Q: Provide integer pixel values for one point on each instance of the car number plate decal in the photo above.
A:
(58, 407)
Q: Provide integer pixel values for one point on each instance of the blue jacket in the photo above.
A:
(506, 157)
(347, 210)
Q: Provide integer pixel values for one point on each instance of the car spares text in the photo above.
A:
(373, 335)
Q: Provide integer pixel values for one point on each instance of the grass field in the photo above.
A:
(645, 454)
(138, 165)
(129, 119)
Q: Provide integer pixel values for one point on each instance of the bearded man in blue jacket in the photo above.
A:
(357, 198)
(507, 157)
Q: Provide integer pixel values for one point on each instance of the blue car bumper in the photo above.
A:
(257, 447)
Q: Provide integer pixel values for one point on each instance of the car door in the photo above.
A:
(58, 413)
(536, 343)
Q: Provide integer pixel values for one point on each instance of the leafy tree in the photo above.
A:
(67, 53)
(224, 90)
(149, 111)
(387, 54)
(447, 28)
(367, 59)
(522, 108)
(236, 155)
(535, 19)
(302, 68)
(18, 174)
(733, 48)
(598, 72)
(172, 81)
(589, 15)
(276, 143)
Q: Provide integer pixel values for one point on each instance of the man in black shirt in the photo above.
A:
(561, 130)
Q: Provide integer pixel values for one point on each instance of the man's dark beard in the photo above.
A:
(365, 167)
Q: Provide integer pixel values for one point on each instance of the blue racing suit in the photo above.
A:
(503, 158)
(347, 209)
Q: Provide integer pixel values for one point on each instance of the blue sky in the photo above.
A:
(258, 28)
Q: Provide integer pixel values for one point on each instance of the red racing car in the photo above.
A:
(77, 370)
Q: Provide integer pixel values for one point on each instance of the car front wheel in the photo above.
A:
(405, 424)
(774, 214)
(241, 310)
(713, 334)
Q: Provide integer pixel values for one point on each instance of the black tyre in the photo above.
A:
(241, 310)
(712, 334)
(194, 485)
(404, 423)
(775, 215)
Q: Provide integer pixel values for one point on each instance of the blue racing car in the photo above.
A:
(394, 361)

========================

▸ Problem description
Reproduce all of the records above, switching every occurrence of "racing" to "race" and leaving everything else unchanged.

▸ Finished task
Q: Provide integer pixel values for one point on each instance of the car number plate decal in the photo above.
A:
(58, 407)
Q: Provide integer pixel values for one point on each instance of the blue jacket in the photo above.
A:
(506, 157)
(347, 210)
Q: Provide integer pixel values for one point on each instance of the car spares text in the photo above.
A:
(373, 335)
Q: Provide integer pixel values for one point on each instance of the grass field in the photo above.
A:
(645, 454)
(138, 165)
(129, 119)
Q: Provide integer pixel values for one point on each instance of the bearded man in blue jacket in the photo above.
A:
(357, 198)
(507, 157)
Q: Provide integer pixel values for one point on each instance of the blue car bumper in the photo above.
A:
(257, 447)
Q: Provide integer pixel values for one point on each instance of the car door in the photo above.
A:
(58, 413)
(536, 343)
Q: Provide integer pixel values for one point on each instance of the leafy tree in the photo above.
A:
(67, 53)
(224, 90)
(149, 111)
(387, 54)
(447, 28)
(367, 59)
(522, 108)
(236, 155)
(535, 19)
(302, 68)
(18, 174)
(733, 48)
(598, 72)
(172, 81)
(589, 15)
(276, 143)
Q: Provide integer pixel values for one point on each instance of the man in black shirt in the photo above.
A:
(561, 130)
Q: Provide integer pixel values for one point on each instance of the man's dark beard in the photo above.
A:
(365, 167)
Q: Provide integer pixel values for one point on each instance of the blue race suit in the photo above.
A:
(503, 158)
(347, 209)
Q: Provide integer pixel values for one point on each instance of the blue sky in the photo above.
A:
(258, 28)
Q: Provide integer pixel values for one point on each instance of the red race car in the photo above.
A:
(77, 370)
Q: Provide integer pixel values for one point on each instance of the car front wheel in the photo above.
A:
(405, 424)
(774, 214)
(241, 310)
(713, 334)
Q: Provide integer pixel values for one point on each instance of the black tyre in the photo above.
A:
(241, 310)
(712, 334)
(194, 485)
(404, 423)
(775, 215)
Q: Provide integer pixel values for one point on each instance of the blue race car in the photo above.
A:
(394, 361)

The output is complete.